## YOUR OBJECTIVE:
Continue the passage on secure attachment, starting right after its last line.

## SOURCE EXTRACT:

━━━━━━━━━━━━━━━━━━━━

Secure attachment is one of four relationship styles outlined by John Bowlby and Mary Ainsworth in the 1950s and 1960s. It is the natural way people relate to each other in safe and secure social conditions. The remaining three relationship styles: anxious, avoidant, and fearful-avoidant attachment, are all insecure. That is, they are self-protective relationship styles that emerge in uncertain and challenging situations.

In safe and secure families with attentive and responsive parents, children learn their unique, personal experience is welcomed and valued. Children learn to pay attention to their internal thoughts and emotions, express themselves to be heard and understood, and expect a sensitive, caring response. They feel safe sharing their own needs and perspectives and learn to respect others in return.

Humans are naturally sensitive and caring toward family members and close others. Happily, roughly 50% of people in the US interact securely in their intimate relationships.

How Do Securely Attached People Behave?

When people are securely attached, they value giving and receiving emotional support. When in distress, they naturally reach out to loved ones for comfort. If they become excited or surprised, they reach out to share their positive experiences. They prioritize being there to comfort and celebrate others’ experiences in return.
Securely attached people place a high value on their relationships. They frequently demonstrate their affection and appreciation. Conversely, when there is a threat to feelings of closeness, they react decisively to deal with the threat and restore relationship security.
If you are secure in your marriage or partnership, you may resonate with these statements:
  • If something distresses me, I reach out to my partner.
  • When my partner is disturbed, I’m the one person they most need to be there.  
  • What’s most important is my relationship with my partner.
  • My partner and I are good at listening, understanding, and supporting each other. 
  • I get angry at anything and anyone that threatens our relationship. 
  • I can count on my partner to be there for me when I most need them.
  • It’s not my success or my partner’s success, but our success.
  • As long as my partner and I are close and connected, we can face anything.

━━━━━━━━━━━━━━━━━━━━

Pointing and labeling records:
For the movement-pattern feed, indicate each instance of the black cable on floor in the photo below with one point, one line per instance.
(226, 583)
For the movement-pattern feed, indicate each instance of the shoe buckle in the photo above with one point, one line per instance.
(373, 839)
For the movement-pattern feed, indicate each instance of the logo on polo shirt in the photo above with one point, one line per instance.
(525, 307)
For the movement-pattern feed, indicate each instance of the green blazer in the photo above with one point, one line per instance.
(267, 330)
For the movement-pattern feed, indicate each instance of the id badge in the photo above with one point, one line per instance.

━━━━━━━━━━━━━━━━━━━━

## THE RESPONSE:
Benefits of Secure Attachment

If you relate securely in your close relationships, you were likely born into a family with the safety and resources to attend to your unique emotional needs. Or perhaps you grew up with an insecure style, but you have been lucky to have a securely attached partner as an adult. Possibly, you have attained secure attachment by doing personal work.
No matter how you get there, being secure in your closest relationships brings tremendous benefits. Secure attachment brings soothing energy to the nervous system, benefitting your physical health, mental health, and all areas of your life. You are happier, less likely to get sick, more likely to recover from serious illness, and more likely to succeed in your career. Moreover, when you feel safe and secure, that soothing energy benefits those around you.

Keeping Your Relationship Strong

Secure attachment is on a continuum and is not something we can take for granted. Most people who are secure have a mixture of secure and insecure (anxious, avoidant, or fearful-avoidant) styles of relating. When situations become stressful or threatening enough, all people connect more insecurely.
For this reason, it is essential to nurture your relationship. One way to do this is to form or strengthen rituals between you in the morning, evening, or other times that are special for you.
Here are some quick ideas to consider:
  1. Start the day with a simple kiss or hug.
  2. Make time every day, even if it’s only a few minutes, to debrief and support each other with the highlights and the lowlights.
  3. Make a big deal of your anniversary.
  4. Work together on planning your celebrations, or take turns surprising each other. 
Most importantly, take time to be curious. What don’t you know about how your partner is feeling? How are they doing? Make space to know your partner even more.